● **TASK TO CARRY OUT**:
When you restate the records, do so word for word and omit any picture they contain.

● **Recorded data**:

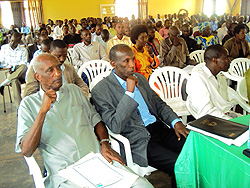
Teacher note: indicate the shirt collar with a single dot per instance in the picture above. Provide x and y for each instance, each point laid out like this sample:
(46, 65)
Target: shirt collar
(116, 38)
(61, 89)
(121, 81)
(207, 71)
(83, 44)
(17, 48)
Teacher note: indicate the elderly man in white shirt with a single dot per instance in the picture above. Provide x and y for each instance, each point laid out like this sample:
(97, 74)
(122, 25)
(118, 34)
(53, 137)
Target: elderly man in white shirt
(87, 50)
(15, 57)
(207, 87)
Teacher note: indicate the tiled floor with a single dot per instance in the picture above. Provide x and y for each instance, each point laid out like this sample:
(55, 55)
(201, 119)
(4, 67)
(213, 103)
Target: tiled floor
(13, 169)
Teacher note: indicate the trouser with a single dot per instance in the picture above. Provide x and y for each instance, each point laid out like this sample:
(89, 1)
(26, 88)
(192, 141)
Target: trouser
(16, 79)
(163, 148)
(141, 182)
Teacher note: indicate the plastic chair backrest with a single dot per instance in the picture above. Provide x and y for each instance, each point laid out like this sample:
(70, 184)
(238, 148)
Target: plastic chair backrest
(197, 55)
(98, 78)
(239, 66)
(94, 68)
(35, 171)
(168, 82)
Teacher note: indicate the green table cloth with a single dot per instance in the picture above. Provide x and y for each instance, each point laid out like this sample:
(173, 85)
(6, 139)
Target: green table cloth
(207, 162)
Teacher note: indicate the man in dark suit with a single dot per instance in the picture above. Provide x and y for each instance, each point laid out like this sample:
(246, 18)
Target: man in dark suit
(129, 107)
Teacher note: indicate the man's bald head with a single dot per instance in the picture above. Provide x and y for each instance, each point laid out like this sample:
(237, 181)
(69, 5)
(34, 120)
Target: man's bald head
(48, 72)
(41, 60)
(113, 53)
(173, 29)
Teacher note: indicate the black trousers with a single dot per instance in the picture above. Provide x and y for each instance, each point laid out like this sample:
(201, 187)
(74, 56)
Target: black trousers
(163, 147)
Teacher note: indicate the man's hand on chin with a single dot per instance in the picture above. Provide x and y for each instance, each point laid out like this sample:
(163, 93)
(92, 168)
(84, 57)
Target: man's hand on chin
(109, 154)
(180, 129)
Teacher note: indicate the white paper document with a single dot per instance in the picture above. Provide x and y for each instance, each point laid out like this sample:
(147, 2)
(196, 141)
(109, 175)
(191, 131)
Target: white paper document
(237, 142)
(94, 171)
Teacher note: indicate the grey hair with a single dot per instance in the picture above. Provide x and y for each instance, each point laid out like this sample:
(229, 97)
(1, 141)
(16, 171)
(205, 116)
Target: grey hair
(41, 58)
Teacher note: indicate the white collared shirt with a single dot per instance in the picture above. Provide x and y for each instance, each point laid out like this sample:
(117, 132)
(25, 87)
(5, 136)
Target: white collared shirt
(83, 53)
(10, 57)
(206, 94)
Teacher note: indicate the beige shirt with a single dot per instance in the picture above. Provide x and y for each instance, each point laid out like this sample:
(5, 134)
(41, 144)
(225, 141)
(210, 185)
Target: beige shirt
(67, 132)
(114, 41)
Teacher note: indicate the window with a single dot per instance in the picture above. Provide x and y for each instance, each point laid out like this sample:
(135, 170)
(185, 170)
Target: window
(126, 8)
(211, 7)
(6, 14)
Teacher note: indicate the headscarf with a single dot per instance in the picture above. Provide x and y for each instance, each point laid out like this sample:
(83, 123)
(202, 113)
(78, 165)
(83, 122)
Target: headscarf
(202, 26)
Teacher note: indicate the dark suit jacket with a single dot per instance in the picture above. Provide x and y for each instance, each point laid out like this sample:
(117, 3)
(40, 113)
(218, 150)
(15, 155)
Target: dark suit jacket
(119, 112)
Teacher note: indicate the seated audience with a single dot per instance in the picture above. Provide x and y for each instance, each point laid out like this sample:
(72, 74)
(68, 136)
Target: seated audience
(77, 26)
(129, 107)
(44, 31)
(58, 49)
(191, 43)
(164, 31)
(50, 33)
(36, 46)
(145, 60)
(127, 31)
(237, 46)
(119, 38)
(206, 39)
(87, 50)
(230, 33)
(153, 42)
(223, 31)
(72, 38)
(207, 87)
(15, 57)
(112, 30)
(65, 30)
(58, 29)
(62, 124)
(174, 51)
(45, 48)
(97, 34)
(104, 38)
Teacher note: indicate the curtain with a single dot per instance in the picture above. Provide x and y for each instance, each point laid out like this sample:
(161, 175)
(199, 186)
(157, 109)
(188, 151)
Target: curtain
(18, 13)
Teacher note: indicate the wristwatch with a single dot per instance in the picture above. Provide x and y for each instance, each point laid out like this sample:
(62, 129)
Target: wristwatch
(105, 140)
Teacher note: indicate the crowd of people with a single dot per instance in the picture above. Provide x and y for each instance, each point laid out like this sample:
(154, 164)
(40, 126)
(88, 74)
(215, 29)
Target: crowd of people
(55, 114)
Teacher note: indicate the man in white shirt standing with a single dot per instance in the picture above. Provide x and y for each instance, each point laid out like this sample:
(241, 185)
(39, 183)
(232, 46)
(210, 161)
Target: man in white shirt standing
(207, 87)
(15, 57)
(87, 50)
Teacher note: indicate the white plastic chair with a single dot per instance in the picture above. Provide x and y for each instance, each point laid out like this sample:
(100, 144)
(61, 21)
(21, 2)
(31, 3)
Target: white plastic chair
(197, 55)
(35, 171)
(94, 68)
(168, 82)
(141, 171)
(236, 73)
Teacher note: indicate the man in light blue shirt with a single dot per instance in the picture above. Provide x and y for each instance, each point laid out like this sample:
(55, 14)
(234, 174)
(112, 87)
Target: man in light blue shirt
(14, 57)
(129, 107)
(25, 29)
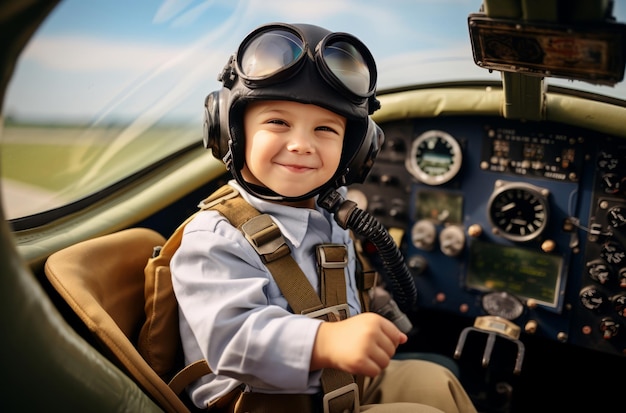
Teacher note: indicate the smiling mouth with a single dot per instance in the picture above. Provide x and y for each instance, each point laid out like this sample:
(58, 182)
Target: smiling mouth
(297, 168)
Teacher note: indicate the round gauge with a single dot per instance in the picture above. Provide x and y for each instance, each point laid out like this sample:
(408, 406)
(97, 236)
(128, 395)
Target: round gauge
(518, 211)
(502, 304)
(435, 157)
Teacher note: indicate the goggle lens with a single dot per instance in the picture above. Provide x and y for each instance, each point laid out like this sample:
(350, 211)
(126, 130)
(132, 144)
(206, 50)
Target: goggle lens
(269, 53)
(348, 65)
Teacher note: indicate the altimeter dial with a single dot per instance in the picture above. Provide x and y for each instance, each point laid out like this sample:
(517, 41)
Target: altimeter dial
(518, 211)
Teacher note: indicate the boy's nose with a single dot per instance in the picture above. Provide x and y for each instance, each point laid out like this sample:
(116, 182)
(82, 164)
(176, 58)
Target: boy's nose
(300, 142)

● **ANSWER FOR THIS EXERCISE**:
Teacher note: indicate the shirt collar with a single dot per instance in the picture above. Provide x and y for each instance, each point laid out like this sample:
(46, 65)
Target: shirt collar
(116, 38)
(61, 89)
(121, 81)
(207, 71)
(83, 44)
(17, 48)
Teacher note: indicate the elderly man in white shirt with a single dot per instance in the picture above. Provide x and y for each instance, each point laid out like this sample:
(97, 74)
(122, 25)
(118, 34)
(53, 137)
Target: elderly man in white shirt
(87, 50)
(15, 57)
(207, 87)
Teacher note: indicate the tiled floor with a single dot per instance in the picture above. Provide x and y for each instance, each point laid out like this sample:
(55, 55)
(201, 119)
(4, 67)
(213, 103)
Target: tiled floor
(13, 169)
Teacher note: indicate the trouser with a single dot per instance in the picture above. Provide x and y for each instance, each point laid out like this sample:
(89, 1)
(26, 88)
(192, 141)
Target: trouser
(16, 79)
(163, 148)
(141, 182)
Teacher note: indicate the plastic chair backrest with a single dot per instance in the picture above. Provide x and y for each instance, each point laid out like this sample:
(70, 184)
(238, 148)
Target: plastic chair backrest
(197, 55)
(98, 78)
(239, 66)
(94, 68)
(35, 171)
(168, 82)
Teacher note: indicate the green table cloth with a single dot per instance in the picture above. Provide x and y for each instance, each point laid out like this sample:
(173, 85)
(6, 139)
Target: green table cloth
(207, 162)
Teacher note: indicate the man in dark suit with a single dot per instance in the picture above. Provide x and y for each instance, each point laid out like this sample:
(246, 18)
Target: man in dark suit
(129, 107)
Teacher note: indicate the man's bald head with a single dot per instance in the picture above. Provide x and y for each instance, each point laid out like this sample:
(237, 181)
(69, 5)
(34, 120)
Target: man's bald head
(48, 72)
(41, 60)
(113, 53)
(173, 29)
Teacher note: indicate the black trousers with a single dot per instance in the picture above. Provide x and y for each instance, each point laid out like this sample:
(201, 187)
(74, 56)
Target: black trousers
(163, 147)
Teacher note: indicate the man's hand on chin with a single dot per instance in the picture above. Provide x and y for each instance, each point laid out like this sample:
(163, 93)
(92, 168)
(84, 57)
Target: man's hand on chin
(109, 154)
(180, 129)
Teacher note: indicate the white paper document with a single dot per instance in the picture above. Provide x and y for each instance, each point laid out like this sample:
(147, 2)
(196, 141)
(109, 175)
(191, 131)
Target: white paper document
(237, 142)
(94, 171)
Teacher note: indicate the grey hair with a single dot per instance in the picture above. Provide x and y for each instance, each point laid out like this sample:
(229, 97)
(1, 141)
(16, 171)
(205, 116)
Target: grey hair
(41, 58)
Teacher note: indicate the white collared shirt with a single dot per instance in the picture above. Provide x and y for each instance, each point laid out like this sample:
(117, 132)
(25, 87)
(5, 136)
Target: white collared shirt
(83, 53)
(10, 57)
(206, 94)
Teacher note: indicate the beige shirt with a single dot per instance in the picture above. Provide x and y for each instance, each point laid out like this sample:
(5, 134)
(41, 144)
(225, 141)
(210, 185)
Target: beige shirt
(67, 132)
(114, 41)
Teacher note: indicate the window with a single dot per instance in the picture above. Provide x and y for each instance, each point laid out like this sample:
(135, 170)
(185, 170)
Target: window
(126, 8)
(211, 7)
(6, 14)
Teacher note: indicate the headscarf with a single dot per instance in the picture above. Provide x and y for each instance, each point laid out like this sample:
(83, 123)
(202, 113)
(78, 165)
(83, 122)
Target: headscarf
(202, 26)
Teacher note: indicate the dark suit jacket with a single dot per instance in the picture above. Provide x and y for each instance, each point laid out like this sample:
(117, 3)
(40, 113)
(218, 150)
(15, 155)
Target: dark suit jacket
(119, 112)
Teacher note: indicate the seated audience with a single dot per instance in the picture above. Provide x and y for each instance, each point laid out like this sample:
(72, 74)
(68, 136)
Target: seated audience
(77, 26)
(129, 107)
(44, 31)
(58, 49)
(191, 43)
(164, 31)
(50, 33)
(36, 46)
(145, 60)
(127, 31)
(237, 46)
(119, 38)
(206, 39)
(87, 50)
(230, 33)
(153, 42)
(223, 31)
(72, 38)
(207, 87)
(15, 57)
(112, 30)
(65, 30)
(58, 29)
(62, 124)
(174, 51)
(45, 48)
(97, 34)
(104, 38)
Teacher note: indicate the curtain with a single dot per instance in the picture above. Provide x and y for each instance, each point laid out like this sample:
(161, 175)
(199, 186)
(157, 109)
(188, 151)
Target: curtain
(18, 13)
Teacher note: indicate the wristwatch with a single dot per instance in the picture above. Provide x and y for each instance, each point laid out like this sample:
(62, 129)
Target: wristwatch
(105, 140)
Teacher note: indicate the crowd of people with a single dot per instance in the picture above. Provide x and y for each instance, each point laid out like this sample:
(154, 164)
(40, 126)
(88, 74)
(215, 29)
Target: crowd of people
(55, 114)
Teacher note: indicate the man in white shirt standing with a single dot per instance in the picture above. Provide x and y for each instance, each point laid out like this sample:
(241, 185)
(39, 183)
(232, 46)
(210, 161)
Target: man in white shirt standing
(207, 87)
(15, 57)
(87, 50)
Teacher note: indicate the white plastic chair with a single dot per instance in the picture above. Provide x and y for each instance, each point laid out like this sample:
(100, 144)
(61, 21)
(21, 2)
(31, 3)
Target: white plastic chair
(197, 55)
(35, 171)
(94, 68)
(168, 82)
(141, 171)
(236, 73)
Teacher note: indicate the man in light blue shirt with a single dot per instance in the picture above. Provide x and y for each instance, each point laid out like this sample:
(55, 14)
(234, 174)
(112, 87)
Target: man in light blue shirt
(14, 57)
(129, 107)
(25, 29)
Teacher note: indicate the smiling mouth with a single dot per instance in the picture above. Provide x and y for each instance, each point laid out like this sample:
(58, 182)
Target: smiling mouth
(297, 168)
Teacher note: indicate the round gauge with a single dot per instance in the picture above. Provide x and y for each instance, each point laid out like this sample:
(408, 406)
(97, 236)
(128, 395)
Target: round gauge
(518, 211)
(502, 304)
(435, 157)
Teacher note: indicate the goggle lens with a single dot per instance in the picture above. Provide x and y for each instance, each point laid out like this sample:
(350, 211)
(126, 130)
(132, 144)
(206, 50)
Target: goggle lens
(269, 53)
(348, 65)
Teacher note: indicate the altimeter dial with a single dot per instance in the picture above. Provide x and y for each instance, each point laid out like this sample:
(517, 41)
Target: altimeter dial
(518, 211)
Teacher note: indicate the boy's nose with a single dot per instance in the picture above. Provide x and y for each instance, each point laid out like this sample:
(116, 182)
(82, 164)
(176, 58)
Target: boy's nose
(300, 142)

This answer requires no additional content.